» **RICHIESTA SCRITTA A**: Per favore, ricopia parola per parola la parte dei record che va dalla loro prima riga fino alla riga contenente "point(279, 202)", entrambe incluse.

::: ESTRATTO FORNITO

Da tempo si discute della necessità di un Tribunale che abbia competenza esclusiva e unitaria in materia di tutela dei diritti dei minori e di questioni che riguardano le persone e le “relazioni familiari”, nella accezione sempre più ampia che tale concetto ha assunto fino ad arrivare a comprendere ogni “legame di intimità”, così come i mutamenti sociali richiedono e l’evoluzione della giurisprudenza suggerisce.
Non vi è dubbio che l’esigenza di “unificazione delle competenze”(oggi frammentate tra Tribunale ordinario e Tribunale per i minorenni) e la necessità di “uniformità di riti”e di “garanzie processuali omogenee” volte a evitare sovrapposizioni e contrasti decisionali e incertezze nella tutela dei diritti, siano divenute sempre più pressanti, nonostante l’entrata in vigore della legge 219/2012. La nuova normativa, sotto il profilo sostanziale, ha raggiunto lo scopo dichiarato di parificare la condizione dei figli nati fuori dal matrimonio a quella dei figli nati all’interno di esso, ma, dal punto di vista processuale, ha decisamente mancato l’obiettivo. La agognata “concentrazione delle tutele” non è stata realizzata ed anzi le incertezze interpretative, le prassi disomogenee sul territorio nazionale, i “passaggi delle carte processuali” dai giudici minorili ai giudici ordinari (e viceversa) e le attese dei tempi necessari a statuire sulle domande delle parti rischiano di compromettere la tutela dei diritti dei minori e dei loro familiari.
Il ragionevole trasferimento della competenza delle cause ex art. 317 bis c.c. ai Tribunali ordinari, voluto dalla norma, effettuato in assenza di uniformità di riti, di alcuna considerazione sull’aumento dei ruoli dei giudici ordinari e sulla necessità di rivisitazione delle disomogeneità dei carichi nei diversi Tribunali per i minorenni, è stata un’occasione perduta per migliorare la qualità della risposta giudiziaria e l’efficienza del sistema.
Permane, dunque, l’esigenza di una riforma che consenta di unificare le competenze oggi distribuite tra Tribunale per i minorenni, giudice ordinario e giudice tutelare così da evitare inutili duplicazioni di giudizi, rischi di contrasti interpretativi e tempi processuali inaccettabili; una riforma che sappia condurre a una maggiore razionalizzazione delle risorse, creare una forte specializzazione degli operatori in materia di diritto dei minori e della famiglia e migliorare l’efficacia della risposta di giustizia in detta materia.
Le linee del cambiamento non possono derogare ad alcuni “principi fondamentali” per la tutela dei diritti dei minori, dettati in ambito nazionale e internazionale, che hanno guidato l’esercizio della giurisdizione nella lunga esperienza dei Tribunali per i minorenni; essi devono informare le scelte organizzative/ordinamentali dell’istituendo Tribunale per la persona, i minorenni e le relazioni familiari.

::::::
::: DATI MOSTRATI

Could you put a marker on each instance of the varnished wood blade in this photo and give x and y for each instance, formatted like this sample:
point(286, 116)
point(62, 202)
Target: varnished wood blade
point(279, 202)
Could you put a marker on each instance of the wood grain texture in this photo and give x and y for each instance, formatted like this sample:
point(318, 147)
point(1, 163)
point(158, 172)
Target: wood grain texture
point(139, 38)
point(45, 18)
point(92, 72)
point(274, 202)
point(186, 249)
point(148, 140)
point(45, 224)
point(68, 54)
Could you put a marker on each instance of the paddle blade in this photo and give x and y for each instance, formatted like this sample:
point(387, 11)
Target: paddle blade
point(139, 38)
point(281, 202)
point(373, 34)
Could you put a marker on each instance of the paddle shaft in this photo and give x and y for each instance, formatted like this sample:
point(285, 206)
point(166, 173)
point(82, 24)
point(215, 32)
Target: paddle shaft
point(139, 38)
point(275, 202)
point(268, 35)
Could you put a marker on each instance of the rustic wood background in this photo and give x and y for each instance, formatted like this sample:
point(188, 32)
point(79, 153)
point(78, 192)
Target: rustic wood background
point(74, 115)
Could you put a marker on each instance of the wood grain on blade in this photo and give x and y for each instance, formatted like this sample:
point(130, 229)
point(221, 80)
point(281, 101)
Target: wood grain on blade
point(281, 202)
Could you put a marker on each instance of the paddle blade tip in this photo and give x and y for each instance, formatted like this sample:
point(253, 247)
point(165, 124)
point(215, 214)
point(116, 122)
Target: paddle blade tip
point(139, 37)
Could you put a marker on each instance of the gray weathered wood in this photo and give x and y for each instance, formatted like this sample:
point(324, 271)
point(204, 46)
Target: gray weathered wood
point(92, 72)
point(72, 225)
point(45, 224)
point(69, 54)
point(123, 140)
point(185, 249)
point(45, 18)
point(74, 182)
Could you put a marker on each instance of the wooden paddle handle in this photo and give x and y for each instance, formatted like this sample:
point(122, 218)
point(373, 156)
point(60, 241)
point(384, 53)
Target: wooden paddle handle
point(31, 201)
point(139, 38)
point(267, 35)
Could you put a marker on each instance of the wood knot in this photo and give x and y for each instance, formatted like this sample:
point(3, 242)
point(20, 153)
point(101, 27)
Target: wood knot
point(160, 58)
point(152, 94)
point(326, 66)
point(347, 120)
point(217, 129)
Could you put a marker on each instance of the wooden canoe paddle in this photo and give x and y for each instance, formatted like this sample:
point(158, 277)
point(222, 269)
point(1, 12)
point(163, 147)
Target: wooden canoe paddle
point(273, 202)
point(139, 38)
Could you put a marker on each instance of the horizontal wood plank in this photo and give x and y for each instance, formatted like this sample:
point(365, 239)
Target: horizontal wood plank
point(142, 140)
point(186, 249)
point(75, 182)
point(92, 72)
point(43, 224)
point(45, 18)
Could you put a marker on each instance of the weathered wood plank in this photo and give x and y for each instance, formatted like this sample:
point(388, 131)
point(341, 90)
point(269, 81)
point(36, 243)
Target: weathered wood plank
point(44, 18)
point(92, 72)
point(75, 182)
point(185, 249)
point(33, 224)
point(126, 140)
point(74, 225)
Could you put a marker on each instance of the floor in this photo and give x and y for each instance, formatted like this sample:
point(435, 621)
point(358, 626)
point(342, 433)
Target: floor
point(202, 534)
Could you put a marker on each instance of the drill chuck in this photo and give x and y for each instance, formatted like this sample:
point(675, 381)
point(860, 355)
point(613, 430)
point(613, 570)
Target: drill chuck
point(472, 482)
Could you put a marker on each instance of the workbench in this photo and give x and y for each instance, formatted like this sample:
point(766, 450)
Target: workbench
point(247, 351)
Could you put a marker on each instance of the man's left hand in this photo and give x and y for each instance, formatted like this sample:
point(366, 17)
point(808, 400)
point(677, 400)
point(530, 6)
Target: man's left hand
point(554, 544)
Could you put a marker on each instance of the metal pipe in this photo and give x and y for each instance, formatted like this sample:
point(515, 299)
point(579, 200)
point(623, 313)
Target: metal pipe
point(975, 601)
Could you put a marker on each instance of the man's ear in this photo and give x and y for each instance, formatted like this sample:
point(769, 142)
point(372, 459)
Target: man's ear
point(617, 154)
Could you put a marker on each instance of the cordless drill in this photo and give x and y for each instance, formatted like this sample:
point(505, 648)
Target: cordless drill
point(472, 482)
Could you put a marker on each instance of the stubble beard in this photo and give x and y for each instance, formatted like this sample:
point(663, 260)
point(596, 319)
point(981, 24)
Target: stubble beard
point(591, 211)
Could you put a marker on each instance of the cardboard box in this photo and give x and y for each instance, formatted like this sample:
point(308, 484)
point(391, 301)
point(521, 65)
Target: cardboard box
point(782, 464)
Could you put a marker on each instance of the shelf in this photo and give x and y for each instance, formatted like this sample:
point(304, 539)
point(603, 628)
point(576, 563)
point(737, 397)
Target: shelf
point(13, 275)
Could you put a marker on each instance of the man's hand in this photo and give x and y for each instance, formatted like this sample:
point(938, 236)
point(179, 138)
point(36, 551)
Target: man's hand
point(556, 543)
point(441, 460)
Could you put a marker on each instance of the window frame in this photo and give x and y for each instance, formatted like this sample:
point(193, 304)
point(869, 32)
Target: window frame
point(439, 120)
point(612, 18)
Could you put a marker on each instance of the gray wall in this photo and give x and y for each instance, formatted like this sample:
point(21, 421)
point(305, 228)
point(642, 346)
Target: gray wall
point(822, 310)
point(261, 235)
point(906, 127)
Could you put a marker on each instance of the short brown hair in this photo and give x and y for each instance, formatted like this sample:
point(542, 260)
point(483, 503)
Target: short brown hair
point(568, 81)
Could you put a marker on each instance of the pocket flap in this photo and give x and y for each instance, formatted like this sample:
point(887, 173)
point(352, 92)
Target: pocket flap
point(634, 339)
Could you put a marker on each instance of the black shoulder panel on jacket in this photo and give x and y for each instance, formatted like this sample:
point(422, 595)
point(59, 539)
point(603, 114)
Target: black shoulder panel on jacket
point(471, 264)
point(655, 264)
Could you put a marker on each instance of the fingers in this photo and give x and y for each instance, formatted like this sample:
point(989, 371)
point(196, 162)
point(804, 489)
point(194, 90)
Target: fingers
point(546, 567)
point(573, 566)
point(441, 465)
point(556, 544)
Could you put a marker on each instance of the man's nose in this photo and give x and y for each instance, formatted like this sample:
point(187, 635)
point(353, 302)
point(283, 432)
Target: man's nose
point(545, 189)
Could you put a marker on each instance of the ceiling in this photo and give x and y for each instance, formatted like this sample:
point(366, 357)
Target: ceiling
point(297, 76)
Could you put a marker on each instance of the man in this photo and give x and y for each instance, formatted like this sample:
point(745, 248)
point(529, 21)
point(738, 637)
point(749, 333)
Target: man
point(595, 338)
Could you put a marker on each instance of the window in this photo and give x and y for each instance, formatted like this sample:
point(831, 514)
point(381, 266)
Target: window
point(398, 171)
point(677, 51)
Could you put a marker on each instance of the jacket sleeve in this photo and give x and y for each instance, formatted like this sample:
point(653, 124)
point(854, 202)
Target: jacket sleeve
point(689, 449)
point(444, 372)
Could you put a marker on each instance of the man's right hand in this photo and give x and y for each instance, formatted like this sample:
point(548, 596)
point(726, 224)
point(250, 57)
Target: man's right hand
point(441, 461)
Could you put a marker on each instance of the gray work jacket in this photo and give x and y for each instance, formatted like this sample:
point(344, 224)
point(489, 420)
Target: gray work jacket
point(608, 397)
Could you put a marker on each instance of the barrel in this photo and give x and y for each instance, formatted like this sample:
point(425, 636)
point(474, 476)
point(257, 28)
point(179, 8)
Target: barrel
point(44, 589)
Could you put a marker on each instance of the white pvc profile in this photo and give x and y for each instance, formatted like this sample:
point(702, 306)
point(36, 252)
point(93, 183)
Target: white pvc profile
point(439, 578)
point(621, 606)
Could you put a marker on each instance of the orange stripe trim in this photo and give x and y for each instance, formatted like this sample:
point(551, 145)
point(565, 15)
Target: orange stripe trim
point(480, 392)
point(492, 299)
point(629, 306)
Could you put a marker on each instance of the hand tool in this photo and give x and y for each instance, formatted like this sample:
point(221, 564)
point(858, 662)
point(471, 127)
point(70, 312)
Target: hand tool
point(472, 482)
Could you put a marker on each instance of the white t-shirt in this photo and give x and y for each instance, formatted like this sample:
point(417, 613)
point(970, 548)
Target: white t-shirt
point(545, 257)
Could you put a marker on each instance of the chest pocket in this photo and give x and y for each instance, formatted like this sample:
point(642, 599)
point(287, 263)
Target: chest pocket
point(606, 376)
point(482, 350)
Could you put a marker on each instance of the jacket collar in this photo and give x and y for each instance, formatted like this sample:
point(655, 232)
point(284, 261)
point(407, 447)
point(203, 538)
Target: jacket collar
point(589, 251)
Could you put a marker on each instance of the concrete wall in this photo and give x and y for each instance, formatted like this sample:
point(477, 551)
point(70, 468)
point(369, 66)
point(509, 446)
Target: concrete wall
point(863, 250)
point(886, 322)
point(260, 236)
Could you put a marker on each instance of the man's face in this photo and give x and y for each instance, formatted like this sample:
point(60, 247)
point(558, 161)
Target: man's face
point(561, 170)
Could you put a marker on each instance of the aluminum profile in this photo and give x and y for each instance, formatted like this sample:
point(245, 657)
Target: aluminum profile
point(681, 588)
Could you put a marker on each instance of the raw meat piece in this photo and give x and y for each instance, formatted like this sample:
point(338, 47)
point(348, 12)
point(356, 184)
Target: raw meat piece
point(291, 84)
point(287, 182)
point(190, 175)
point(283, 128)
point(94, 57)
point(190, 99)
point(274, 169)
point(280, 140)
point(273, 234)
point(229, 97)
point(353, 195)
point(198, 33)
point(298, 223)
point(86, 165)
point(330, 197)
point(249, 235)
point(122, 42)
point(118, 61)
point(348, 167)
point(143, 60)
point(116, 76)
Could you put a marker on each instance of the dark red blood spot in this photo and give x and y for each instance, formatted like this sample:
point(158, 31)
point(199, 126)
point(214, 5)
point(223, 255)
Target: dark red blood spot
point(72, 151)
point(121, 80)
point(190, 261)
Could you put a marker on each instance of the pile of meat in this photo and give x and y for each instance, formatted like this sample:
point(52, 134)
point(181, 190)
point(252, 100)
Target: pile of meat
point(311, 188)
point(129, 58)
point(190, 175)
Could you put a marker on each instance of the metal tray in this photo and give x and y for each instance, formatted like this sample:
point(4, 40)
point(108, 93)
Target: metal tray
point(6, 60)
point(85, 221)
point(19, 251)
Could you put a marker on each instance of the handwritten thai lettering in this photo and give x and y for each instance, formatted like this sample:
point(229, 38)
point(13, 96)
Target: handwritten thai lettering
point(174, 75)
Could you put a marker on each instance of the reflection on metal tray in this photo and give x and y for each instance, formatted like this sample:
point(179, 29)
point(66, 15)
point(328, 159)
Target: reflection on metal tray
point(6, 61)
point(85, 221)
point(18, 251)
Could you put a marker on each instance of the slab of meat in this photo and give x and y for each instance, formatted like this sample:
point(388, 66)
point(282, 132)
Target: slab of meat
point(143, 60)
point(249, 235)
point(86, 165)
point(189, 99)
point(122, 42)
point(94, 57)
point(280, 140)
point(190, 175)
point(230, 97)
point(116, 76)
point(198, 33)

::::::

» **RICHIESTA SCRITTA B**: Traduci in inglese questa frase dell'estratto fornito: "La nuova normativa, sotto il profilo sostanziale, ha raggiunto lo scopo dichiarato di parificare la condizione dei figli nati fuori dal matrimonio a quella dei figli nati all'interno di esso, ma, dal punto di vista processuale, ha decisamente mancato l'obiettivo."

» **RISPOSTA SCRITTA A**:
Could you put a marker on each instance of the varnished wood blade in this photo and give x and y for each instance, formatted like this sample:
point(286, 116)
point(62, 202)
Target: varnished wood blade
point(279, 202)

» **RISPOSTA SCRITTA B**: In substantive terms, the new legislation achieved its stated aim of placing children born outside marriage on an equal footing with children born within it, but from a procedural standpoint it clearly missed the target.